> [TASK BRIEF]: Gather every line of the records below that contains the word "motorcycle", matching case exactly, and copy each of those lines.

[Rows from a dataset]
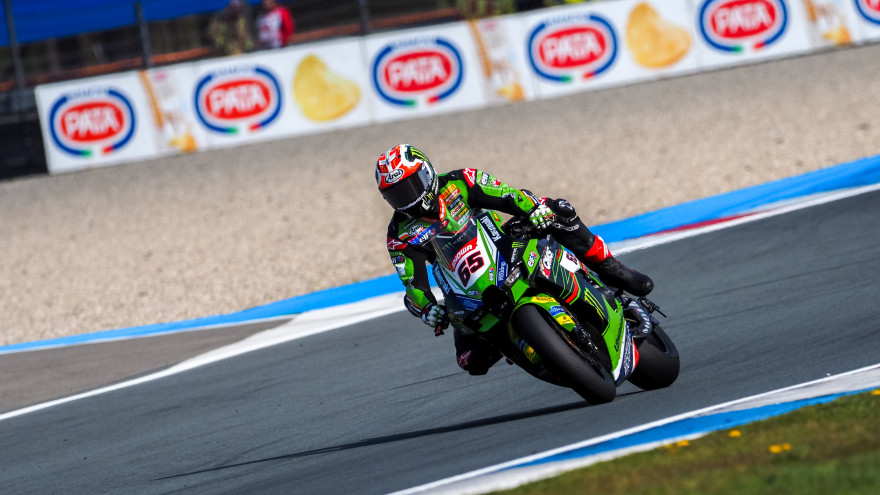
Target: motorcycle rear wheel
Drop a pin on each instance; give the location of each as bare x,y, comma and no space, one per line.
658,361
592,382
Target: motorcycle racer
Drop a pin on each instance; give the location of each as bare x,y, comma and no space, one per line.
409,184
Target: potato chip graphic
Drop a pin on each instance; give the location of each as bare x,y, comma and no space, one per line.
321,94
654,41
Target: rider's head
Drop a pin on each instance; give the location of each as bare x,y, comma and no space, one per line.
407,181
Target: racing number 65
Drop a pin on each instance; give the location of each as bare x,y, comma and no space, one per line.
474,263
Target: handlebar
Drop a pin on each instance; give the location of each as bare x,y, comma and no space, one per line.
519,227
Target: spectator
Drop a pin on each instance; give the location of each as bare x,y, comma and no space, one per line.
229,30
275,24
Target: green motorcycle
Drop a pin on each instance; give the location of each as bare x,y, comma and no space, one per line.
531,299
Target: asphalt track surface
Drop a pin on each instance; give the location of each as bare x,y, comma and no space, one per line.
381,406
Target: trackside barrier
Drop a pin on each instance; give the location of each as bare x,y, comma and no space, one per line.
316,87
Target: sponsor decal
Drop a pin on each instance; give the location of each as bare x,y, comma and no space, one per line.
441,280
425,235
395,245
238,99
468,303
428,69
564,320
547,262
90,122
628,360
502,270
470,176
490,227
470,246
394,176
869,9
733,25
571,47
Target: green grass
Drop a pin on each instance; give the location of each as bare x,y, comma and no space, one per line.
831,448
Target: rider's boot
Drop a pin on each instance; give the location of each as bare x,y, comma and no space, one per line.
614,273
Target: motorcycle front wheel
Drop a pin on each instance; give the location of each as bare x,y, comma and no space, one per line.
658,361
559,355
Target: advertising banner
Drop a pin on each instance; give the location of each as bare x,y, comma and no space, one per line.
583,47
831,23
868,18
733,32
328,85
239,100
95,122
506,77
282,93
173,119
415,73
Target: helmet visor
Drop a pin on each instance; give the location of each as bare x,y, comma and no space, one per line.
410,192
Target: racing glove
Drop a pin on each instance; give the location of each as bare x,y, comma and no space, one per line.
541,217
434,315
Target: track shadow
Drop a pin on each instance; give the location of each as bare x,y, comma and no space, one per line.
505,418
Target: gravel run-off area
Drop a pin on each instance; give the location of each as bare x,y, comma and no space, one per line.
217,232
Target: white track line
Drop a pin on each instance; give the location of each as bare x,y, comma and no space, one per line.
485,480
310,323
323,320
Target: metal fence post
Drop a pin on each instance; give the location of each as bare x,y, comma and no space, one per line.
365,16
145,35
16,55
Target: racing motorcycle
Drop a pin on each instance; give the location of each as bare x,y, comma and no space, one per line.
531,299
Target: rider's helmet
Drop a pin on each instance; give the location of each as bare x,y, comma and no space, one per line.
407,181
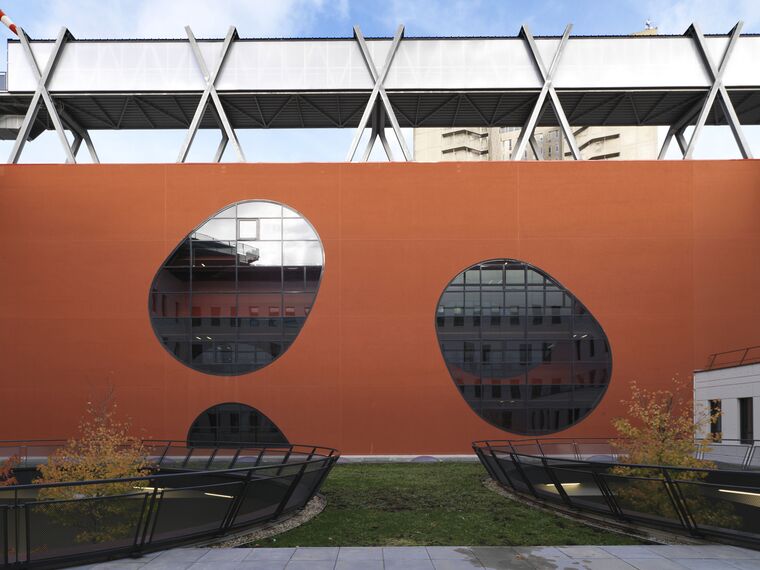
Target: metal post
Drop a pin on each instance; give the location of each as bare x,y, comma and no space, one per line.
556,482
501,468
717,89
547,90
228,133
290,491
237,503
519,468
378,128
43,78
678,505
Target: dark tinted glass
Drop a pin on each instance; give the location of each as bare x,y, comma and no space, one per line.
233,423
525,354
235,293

--

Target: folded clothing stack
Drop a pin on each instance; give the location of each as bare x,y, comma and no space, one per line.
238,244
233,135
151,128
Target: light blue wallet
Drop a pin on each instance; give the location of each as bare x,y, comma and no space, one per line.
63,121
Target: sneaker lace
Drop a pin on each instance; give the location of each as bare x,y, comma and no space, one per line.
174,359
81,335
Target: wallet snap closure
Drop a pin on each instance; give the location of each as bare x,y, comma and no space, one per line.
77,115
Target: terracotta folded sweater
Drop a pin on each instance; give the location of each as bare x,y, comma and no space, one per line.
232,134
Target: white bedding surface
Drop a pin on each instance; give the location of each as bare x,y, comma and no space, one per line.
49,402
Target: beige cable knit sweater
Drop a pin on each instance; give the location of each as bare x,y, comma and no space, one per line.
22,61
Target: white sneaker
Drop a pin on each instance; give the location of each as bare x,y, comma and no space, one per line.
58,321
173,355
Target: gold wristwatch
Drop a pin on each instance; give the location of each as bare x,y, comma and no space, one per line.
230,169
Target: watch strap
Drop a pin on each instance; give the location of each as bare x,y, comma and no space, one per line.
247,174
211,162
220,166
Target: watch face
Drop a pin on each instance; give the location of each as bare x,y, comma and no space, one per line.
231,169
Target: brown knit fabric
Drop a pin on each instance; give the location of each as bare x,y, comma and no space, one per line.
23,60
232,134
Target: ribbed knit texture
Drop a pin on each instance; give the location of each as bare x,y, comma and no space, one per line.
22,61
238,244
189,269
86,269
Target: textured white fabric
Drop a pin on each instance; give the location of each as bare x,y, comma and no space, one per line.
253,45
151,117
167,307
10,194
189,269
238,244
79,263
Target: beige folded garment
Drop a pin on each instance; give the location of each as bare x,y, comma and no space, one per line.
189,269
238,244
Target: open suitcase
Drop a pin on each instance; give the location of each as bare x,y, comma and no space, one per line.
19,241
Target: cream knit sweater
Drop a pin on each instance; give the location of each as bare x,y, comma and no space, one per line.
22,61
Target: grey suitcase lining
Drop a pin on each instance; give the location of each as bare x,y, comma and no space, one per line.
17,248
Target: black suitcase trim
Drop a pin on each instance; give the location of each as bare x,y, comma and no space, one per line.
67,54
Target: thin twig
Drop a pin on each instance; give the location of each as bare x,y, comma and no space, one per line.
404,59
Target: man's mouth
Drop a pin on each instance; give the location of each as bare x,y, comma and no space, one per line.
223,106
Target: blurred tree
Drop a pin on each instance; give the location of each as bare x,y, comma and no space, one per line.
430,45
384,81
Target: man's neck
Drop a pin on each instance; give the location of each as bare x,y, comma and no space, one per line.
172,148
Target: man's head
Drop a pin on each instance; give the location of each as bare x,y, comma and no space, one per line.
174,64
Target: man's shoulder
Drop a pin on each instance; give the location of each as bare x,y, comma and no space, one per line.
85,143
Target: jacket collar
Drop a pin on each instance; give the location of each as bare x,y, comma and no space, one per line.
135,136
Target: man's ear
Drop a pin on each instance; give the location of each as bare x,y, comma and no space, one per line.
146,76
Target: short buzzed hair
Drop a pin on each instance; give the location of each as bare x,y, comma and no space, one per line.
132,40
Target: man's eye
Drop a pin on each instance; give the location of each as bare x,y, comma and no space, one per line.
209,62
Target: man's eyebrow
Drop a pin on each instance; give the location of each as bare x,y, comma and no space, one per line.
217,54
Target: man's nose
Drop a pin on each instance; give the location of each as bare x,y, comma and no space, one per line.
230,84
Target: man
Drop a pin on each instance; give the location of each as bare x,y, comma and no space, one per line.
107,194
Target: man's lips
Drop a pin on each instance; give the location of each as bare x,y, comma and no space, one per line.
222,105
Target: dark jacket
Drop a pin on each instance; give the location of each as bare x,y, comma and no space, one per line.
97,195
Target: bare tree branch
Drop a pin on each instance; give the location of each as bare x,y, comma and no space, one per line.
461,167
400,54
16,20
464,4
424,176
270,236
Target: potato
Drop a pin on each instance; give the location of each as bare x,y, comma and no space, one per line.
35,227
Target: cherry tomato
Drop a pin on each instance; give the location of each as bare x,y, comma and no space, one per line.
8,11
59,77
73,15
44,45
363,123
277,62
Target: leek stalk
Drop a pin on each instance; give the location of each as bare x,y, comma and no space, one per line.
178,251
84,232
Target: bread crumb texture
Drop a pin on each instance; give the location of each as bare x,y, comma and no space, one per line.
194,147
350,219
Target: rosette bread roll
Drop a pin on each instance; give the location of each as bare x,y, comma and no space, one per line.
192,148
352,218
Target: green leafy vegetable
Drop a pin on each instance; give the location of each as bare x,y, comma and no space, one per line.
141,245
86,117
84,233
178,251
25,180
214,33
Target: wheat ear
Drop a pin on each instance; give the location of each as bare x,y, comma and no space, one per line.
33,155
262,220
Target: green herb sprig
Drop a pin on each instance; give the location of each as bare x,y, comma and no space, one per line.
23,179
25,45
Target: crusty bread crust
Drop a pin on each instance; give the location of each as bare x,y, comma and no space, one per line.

* * *

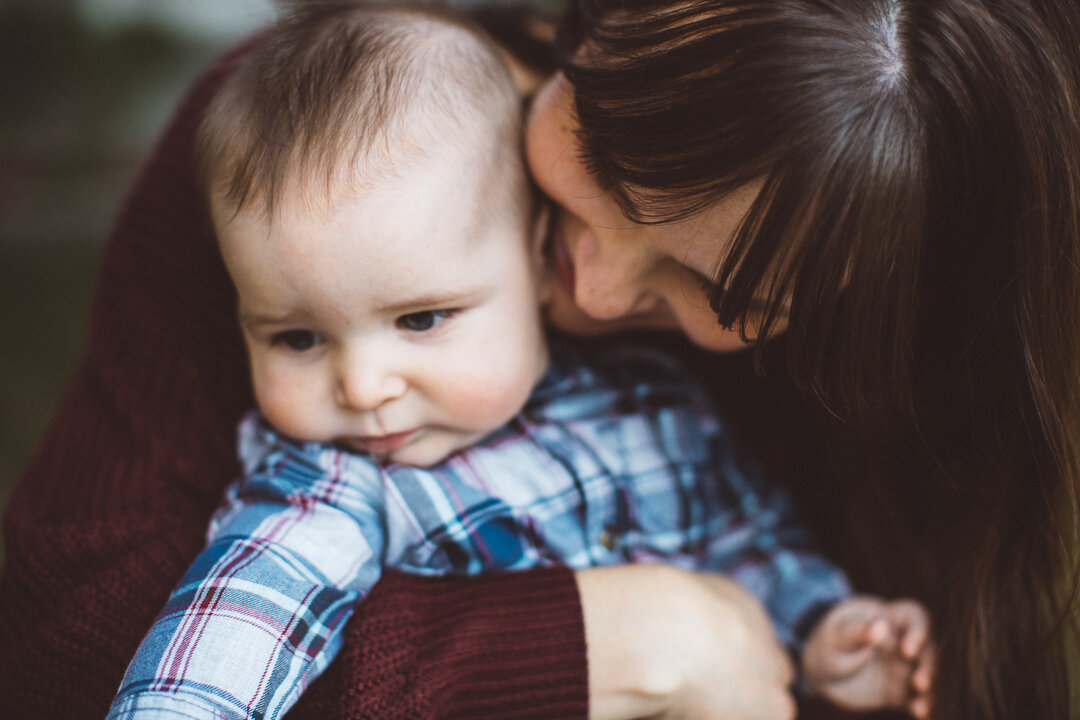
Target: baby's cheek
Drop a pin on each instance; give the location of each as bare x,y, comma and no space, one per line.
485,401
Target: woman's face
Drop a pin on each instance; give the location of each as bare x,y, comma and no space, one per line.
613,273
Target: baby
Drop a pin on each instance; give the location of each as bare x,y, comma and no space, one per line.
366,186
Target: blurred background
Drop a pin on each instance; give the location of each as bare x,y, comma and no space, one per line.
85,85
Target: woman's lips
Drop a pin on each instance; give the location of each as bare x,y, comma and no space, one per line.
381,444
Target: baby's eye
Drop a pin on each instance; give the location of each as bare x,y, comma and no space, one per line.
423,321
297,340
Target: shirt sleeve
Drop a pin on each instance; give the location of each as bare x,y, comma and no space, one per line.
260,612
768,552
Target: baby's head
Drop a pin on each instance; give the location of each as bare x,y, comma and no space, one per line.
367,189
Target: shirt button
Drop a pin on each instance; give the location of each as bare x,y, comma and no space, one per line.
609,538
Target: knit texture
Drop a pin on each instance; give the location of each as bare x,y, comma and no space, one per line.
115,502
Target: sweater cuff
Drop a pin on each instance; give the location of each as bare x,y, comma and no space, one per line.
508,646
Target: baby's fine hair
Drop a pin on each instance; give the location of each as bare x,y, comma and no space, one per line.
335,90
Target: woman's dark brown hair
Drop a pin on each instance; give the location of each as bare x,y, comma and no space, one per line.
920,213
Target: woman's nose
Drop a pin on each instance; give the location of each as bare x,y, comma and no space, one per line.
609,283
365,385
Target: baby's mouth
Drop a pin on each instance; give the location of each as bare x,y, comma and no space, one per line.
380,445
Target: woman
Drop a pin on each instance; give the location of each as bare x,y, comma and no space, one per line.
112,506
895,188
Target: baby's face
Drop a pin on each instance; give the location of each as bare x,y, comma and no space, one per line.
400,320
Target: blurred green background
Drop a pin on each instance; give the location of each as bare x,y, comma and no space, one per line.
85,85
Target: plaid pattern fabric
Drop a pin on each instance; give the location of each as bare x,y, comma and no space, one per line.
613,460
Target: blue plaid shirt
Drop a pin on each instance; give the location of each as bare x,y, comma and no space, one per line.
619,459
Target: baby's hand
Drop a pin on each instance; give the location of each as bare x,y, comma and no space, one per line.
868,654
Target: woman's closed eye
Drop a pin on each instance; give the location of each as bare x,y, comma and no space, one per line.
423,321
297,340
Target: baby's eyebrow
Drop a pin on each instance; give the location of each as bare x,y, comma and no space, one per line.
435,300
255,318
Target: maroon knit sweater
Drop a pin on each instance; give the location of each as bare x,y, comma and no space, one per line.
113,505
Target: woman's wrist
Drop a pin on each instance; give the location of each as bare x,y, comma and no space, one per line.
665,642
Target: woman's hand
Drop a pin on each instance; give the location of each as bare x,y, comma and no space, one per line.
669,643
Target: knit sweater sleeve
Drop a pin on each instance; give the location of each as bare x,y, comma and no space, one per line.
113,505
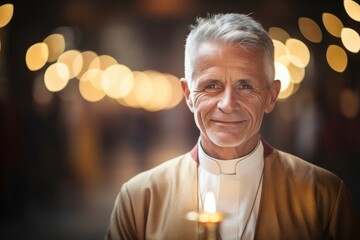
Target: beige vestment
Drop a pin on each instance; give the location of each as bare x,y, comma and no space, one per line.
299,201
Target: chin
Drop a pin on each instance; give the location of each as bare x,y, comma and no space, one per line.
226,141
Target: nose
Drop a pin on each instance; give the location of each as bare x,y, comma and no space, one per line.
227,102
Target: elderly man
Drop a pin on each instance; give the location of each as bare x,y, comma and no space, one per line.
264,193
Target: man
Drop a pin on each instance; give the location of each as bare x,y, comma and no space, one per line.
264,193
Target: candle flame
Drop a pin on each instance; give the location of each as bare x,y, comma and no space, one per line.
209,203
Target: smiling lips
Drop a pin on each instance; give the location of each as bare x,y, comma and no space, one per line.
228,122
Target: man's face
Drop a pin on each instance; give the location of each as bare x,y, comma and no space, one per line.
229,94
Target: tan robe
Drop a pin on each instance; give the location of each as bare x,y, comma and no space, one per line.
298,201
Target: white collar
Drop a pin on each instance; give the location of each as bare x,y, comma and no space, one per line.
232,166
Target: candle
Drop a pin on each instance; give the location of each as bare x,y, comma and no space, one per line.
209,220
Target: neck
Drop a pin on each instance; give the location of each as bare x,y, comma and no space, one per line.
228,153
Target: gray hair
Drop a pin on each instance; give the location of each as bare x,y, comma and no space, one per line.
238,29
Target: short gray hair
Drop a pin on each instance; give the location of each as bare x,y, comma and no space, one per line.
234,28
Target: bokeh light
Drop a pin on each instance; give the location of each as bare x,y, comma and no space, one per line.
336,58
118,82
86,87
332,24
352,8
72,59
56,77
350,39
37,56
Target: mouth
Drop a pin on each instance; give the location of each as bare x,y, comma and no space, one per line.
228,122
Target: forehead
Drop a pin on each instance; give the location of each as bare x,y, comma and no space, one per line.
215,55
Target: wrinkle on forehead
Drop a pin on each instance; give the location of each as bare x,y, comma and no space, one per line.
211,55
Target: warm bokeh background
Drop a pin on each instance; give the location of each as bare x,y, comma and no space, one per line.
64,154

> [REPLY TO THE EXERCISE]:
Target: motorcycle rear wheel
Target: motorcycle racer
Target: green motorcycle
Target: motorcycle front wheel
Target: racing motorcycle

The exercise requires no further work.